Your task: Could you repeat word for word the part of the KidSport fundraising article that starts at the words "If the organization" and ends after "windfall for KidSport."?

Sports clubs faced difficult challenges when COVID-19 hit Prince Albert, and those struggles extend to fundraisers looking to raise donations so more kids can play.
KidSport Prince Albert committee member Dwight Bergstrom said public health orders have forced them to cancel a few regular fundraising events, but fortunately two of their most successful ones will still go ahead this week as usual.
The organization’s annual can and bottle drive runs Tuesday and Wednesday. Then on Thursday, Bergstrom returns to his familiar perch for the annual Scissor Lift Challenge.
If the organization receives at least $8,000 in pledges by 6 p.m. on Thursday, Bergstrom will spend the entire night on the scissor lift.
“I dreamt it up, so I think I’m going to be doing it until I die,” Bergstrom said with a chuckle during a phone interview.
“Last year was our biggest year. It’s been growing every year, so we’re just hoping people will remember us again and give us a hand.”
The Scissor Lift Challenge raise roughly $12,000 in 2020, while the can and bottle drive brought in around $8,000.
Bergstrom said the bottle drive tally was a welcome surprise, since they only expected around $4,000. He said they benefited from SARCAN temporarily closing its doors during the pandemic, which led to an unexpected windfall for KidSport.
“There was quite a back-up (of cans and bottles) in peoples’ homes and workplaces that they wanted to get rid of, so it went over the top,” Bergstrom explained. “We thought originally if we could make a couple thousand bucks, it would be good, and we made $8,000. That’s a pretty good two-days work.

Recorded information:
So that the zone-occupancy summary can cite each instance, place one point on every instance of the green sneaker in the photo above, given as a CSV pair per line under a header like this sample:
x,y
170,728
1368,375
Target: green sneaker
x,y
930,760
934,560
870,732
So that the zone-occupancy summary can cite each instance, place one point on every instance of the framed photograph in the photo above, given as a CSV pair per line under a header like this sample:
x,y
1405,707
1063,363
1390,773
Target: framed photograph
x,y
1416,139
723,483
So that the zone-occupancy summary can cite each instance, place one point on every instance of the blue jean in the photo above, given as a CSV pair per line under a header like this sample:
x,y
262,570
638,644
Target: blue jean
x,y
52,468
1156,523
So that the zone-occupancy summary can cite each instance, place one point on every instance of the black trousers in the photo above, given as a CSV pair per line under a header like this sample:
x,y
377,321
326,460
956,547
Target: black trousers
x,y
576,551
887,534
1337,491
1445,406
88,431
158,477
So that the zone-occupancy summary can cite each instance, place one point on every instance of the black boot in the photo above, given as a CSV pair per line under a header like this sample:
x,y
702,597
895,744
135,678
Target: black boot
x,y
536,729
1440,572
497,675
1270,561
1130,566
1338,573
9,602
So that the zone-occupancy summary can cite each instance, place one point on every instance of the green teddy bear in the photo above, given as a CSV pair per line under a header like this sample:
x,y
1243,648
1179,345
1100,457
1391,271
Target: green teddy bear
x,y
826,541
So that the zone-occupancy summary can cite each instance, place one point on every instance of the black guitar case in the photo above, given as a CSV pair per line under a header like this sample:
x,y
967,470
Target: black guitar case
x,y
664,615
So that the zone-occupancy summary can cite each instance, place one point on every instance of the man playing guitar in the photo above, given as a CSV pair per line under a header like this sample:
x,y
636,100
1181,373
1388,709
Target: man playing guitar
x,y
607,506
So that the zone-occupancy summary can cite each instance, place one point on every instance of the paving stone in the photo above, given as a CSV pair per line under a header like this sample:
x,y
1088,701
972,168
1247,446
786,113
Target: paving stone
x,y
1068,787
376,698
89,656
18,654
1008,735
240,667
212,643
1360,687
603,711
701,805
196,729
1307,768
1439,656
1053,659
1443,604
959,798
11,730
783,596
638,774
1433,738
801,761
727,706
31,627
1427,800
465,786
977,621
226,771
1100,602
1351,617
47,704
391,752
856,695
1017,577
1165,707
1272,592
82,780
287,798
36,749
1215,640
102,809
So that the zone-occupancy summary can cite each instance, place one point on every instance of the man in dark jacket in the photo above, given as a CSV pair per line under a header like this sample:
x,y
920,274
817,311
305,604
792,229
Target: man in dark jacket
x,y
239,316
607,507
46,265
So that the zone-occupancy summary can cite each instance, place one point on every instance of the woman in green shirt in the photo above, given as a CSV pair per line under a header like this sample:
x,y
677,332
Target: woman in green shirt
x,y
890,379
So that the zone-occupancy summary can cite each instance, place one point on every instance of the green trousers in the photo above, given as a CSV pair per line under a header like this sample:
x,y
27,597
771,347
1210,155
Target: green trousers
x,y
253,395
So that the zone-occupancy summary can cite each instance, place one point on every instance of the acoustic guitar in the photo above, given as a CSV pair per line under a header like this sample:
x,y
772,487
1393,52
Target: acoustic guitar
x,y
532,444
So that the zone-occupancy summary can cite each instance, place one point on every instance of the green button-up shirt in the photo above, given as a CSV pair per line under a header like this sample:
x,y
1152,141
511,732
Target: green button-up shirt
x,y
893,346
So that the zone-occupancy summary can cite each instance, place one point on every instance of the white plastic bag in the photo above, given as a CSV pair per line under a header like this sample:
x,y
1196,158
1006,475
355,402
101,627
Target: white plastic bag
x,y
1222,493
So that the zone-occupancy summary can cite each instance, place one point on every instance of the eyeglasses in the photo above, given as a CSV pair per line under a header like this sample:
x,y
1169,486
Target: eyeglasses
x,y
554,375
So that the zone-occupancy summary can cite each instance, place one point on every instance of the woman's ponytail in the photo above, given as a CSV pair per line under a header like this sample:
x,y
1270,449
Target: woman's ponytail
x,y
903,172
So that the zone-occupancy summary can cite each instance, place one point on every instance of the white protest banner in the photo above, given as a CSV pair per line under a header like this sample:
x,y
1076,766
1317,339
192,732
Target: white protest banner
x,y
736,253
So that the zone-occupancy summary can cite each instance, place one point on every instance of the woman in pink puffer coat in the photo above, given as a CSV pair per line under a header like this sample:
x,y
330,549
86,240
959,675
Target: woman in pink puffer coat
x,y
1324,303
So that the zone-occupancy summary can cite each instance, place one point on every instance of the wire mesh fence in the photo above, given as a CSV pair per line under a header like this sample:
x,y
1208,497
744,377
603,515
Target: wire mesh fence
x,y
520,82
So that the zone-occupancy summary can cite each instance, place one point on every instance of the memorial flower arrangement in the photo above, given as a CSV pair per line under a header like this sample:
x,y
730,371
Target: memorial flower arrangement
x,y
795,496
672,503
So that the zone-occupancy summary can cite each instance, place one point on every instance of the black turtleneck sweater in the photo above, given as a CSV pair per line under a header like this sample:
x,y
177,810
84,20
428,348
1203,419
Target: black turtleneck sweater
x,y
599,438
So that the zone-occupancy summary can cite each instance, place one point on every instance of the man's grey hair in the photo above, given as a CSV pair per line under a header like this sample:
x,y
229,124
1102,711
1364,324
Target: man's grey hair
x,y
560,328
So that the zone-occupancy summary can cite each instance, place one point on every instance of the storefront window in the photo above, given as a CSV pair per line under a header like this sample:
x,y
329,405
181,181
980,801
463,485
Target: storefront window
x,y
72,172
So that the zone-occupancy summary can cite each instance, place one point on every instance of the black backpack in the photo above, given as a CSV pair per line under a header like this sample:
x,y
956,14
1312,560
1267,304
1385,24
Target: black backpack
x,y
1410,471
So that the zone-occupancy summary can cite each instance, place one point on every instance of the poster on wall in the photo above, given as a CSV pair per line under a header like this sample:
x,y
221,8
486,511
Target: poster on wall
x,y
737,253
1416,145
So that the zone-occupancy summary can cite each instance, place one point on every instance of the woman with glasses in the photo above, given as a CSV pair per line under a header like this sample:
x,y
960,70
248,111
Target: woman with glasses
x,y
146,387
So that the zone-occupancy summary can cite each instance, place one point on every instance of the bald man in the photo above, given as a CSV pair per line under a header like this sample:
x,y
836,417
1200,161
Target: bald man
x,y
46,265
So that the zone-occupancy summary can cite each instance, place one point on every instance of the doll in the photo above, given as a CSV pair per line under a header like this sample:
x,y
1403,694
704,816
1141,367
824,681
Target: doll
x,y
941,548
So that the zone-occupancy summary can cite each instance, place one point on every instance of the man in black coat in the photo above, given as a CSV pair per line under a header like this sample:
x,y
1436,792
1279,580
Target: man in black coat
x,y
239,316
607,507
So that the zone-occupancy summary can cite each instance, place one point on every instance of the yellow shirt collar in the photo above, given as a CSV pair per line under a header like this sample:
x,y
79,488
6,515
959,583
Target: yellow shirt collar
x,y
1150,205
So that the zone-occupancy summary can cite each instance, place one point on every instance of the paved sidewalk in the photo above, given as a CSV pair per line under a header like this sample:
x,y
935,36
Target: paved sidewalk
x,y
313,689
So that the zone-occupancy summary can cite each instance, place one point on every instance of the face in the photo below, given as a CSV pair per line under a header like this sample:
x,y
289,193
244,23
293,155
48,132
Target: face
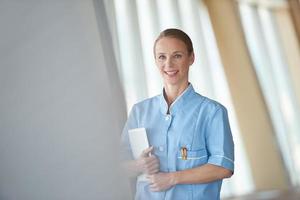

Answer section:
If the organization receives at least $8,000 in pledges by 6 p.m. on Thursday, Bergstrom will spend the entire night on the scissor lift.
“I dreamt it up, so I think I’m going to be doing it until I die,” Bergstrom said with a chuckle during a phone interview.
“Last year was our biggest year. It’s been growing every year, so we’re just hoping people will remember us again and give us a hand.”
The Scissor Lift Challenge raise roughly $12,000 in 2020, while the can and bottle drive brought in around $8,000.
Bergstrom said the bottle drive tally was a welcome surprise, since they only expected around $4,000. He said they benefited from SARCAN temporarily closing its doors during the pandemic, which led to an unexpected windfall for KidSport.